>> Start DATASET CONTENT
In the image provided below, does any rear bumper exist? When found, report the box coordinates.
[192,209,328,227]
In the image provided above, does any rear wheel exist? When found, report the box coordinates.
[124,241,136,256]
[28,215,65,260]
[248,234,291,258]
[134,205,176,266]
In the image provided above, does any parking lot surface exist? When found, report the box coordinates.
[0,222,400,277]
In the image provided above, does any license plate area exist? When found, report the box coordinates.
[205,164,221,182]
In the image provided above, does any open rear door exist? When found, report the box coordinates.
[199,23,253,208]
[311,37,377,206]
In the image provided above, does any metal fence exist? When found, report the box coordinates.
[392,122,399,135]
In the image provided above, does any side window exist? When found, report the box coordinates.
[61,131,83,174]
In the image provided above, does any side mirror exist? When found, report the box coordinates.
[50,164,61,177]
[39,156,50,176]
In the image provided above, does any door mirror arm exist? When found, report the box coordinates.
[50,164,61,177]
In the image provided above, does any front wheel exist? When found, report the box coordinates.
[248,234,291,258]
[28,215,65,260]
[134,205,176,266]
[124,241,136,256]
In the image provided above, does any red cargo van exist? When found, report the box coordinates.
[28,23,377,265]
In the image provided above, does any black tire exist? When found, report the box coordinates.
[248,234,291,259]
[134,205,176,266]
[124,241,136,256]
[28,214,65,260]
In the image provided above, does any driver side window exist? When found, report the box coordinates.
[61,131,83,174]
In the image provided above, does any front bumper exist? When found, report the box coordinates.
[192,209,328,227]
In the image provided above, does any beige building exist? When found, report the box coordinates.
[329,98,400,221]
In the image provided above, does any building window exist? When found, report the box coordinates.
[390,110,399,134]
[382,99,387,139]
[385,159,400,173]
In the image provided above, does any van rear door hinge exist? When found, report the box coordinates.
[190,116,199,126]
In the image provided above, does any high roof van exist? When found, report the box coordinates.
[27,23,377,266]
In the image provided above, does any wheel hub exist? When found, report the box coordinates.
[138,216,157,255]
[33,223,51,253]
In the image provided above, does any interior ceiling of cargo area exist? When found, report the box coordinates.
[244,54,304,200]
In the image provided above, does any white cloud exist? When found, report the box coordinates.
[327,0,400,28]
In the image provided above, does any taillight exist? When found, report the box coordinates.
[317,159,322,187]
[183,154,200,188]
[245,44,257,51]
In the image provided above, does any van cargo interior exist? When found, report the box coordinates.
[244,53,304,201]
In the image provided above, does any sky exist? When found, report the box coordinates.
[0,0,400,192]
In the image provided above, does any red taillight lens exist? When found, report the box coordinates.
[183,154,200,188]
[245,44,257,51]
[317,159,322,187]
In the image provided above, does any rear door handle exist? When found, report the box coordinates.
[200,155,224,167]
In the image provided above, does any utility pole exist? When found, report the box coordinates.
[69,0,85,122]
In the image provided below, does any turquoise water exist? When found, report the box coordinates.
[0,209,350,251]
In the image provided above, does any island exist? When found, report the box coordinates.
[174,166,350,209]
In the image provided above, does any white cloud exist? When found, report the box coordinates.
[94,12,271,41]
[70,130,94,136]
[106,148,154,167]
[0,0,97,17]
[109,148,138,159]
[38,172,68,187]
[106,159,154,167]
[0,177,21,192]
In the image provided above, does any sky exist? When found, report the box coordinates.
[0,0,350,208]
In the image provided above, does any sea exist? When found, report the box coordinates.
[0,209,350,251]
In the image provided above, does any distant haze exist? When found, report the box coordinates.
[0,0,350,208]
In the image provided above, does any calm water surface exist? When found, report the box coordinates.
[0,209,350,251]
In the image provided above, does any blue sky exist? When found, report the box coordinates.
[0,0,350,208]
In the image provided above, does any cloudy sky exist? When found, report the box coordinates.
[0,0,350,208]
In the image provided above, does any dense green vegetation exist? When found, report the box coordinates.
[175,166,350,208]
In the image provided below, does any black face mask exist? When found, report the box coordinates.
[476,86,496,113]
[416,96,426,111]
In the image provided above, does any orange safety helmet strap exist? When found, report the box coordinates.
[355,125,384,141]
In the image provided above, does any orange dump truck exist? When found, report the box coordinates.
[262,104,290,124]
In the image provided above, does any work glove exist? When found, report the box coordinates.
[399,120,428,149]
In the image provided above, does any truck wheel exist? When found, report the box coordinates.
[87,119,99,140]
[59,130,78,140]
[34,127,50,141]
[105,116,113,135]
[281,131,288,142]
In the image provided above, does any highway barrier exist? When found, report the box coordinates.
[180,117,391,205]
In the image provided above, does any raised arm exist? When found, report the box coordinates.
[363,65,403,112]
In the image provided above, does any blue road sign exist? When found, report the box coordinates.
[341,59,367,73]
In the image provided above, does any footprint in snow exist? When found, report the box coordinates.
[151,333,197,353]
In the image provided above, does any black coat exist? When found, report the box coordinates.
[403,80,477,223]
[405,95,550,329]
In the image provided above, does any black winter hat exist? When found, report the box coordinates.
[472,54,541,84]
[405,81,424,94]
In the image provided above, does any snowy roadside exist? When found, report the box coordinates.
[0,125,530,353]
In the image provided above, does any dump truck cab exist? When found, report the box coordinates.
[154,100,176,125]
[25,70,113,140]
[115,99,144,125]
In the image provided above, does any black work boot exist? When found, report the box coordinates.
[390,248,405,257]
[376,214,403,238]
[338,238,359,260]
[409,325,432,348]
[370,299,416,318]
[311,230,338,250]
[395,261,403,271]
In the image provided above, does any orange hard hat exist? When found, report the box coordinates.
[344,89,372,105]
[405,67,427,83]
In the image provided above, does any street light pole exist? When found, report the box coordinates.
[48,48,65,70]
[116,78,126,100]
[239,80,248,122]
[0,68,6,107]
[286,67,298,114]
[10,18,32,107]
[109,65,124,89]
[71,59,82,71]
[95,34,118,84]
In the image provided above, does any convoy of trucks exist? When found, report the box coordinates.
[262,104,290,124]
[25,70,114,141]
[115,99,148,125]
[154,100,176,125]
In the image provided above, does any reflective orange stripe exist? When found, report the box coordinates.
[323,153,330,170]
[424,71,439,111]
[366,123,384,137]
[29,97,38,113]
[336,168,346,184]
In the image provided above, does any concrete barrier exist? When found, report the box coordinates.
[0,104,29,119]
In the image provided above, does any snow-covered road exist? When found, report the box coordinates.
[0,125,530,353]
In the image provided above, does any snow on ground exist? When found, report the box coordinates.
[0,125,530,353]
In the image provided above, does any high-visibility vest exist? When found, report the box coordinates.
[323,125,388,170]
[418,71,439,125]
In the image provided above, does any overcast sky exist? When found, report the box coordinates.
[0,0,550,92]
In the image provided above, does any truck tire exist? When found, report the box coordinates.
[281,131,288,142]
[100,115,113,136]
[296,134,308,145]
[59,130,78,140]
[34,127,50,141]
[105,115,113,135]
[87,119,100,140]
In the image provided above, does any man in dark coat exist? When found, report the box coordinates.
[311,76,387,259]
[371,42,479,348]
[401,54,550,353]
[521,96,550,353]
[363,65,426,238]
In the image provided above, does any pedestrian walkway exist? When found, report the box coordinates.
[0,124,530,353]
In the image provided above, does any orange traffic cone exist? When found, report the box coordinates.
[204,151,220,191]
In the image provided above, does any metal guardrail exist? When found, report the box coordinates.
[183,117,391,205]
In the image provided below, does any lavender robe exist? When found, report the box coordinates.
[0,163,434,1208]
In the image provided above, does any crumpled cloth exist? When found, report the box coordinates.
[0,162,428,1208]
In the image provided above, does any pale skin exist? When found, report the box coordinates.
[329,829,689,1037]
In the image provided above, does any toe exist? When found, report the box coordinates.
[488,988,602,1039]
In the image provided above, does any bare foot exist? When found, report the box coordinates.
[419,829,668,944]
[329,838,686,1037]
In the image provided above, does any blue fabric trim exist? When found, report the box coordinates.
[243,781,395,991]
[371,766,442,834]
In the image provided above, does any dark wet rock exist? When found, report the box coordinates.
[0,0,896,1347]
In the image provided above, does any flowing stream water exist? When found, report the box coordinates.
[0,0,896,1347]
>> End DATASET CONTENT
EXERCISE OBJECTIVE:
Copy out the rows from the line containing "In the image provided above, does any metal fence" through the line containing "[244,53,304,201]", inclusive, with the requests kept as they are. In the answers, multiply each box coordinate by 0.95 and round to the nearest whole number, rounding halves up.

COMPLETED TASK:
In the image provided above, does any metal fence exist? When found, report the box coordinates.
[372,116,379,128]
In the image provided above, does any side window exist? When found, report the box coordinates.
[58,124,79,165]
In the image provided above, does any side mirror exist? When found, report the box coordinates.
[48,156,58,168]
[37,148,48,167]
In the image provided above, does any door mirror arm exist? When found, report the box coordinates.
[48,156,58,168]
In the image provided above, does any front wheel exist? When found, report the box coordinates.
[236,222,276,245]
[27,204,62,247]
[127,195,167,253]
[118,229,129,243]
In the image provided above, does any red cargo van exist? When found, report the box coordinates.
[27,22,358,252]
In the image provided above, does any black tire exist? When found, report the box coordinates.
[236,222,276,246]
[127,195,167,253]
[118,229,129,243]
[27,203,62,247]
In the image provided above, does any driver side window exist? When found, report the box coordinates.
[58,124,79,165]
In the image provided above, does any front bumper exist? When found, report the box coordinates.
[182,199,312,216]
In the image provided above, does any beige building exist? When found, report the box coordinates.
[313,93,380,210]
In the image provided above, does any building window exist? When found, report the box coordinates.
[371,105,379,127]
[363,94,368,132]
[366,151,380,164]
In the image provided above, does any van rear door hinge exist? When found, report the box coordinates.
[181,110,189,120]
In the image provided above, does any high roof van exist? When found, report the box coordinates.
[26,22,358,253]
In the image provided above, does any wheel hub exist? When found, report the box coordinates.
[131,205,149,242]
[31,212,48,240]
In the image provided above, does any interior ceiling of cargo area exist? When found, report the box coordinates.
[232,51,289,190]
In the image provided above, does any white cloud exist? When found, report the box coordinates.
[311,0,380,27]
In the image provided above, does any taillight exist? When found, report the box coordinates.
[301,151,306,178]
[174,146,190,179]
[233,42,244,48]
In the image provided above, does any van cargo interior exist? When found, report the box coordinates.
[232,50,289,191]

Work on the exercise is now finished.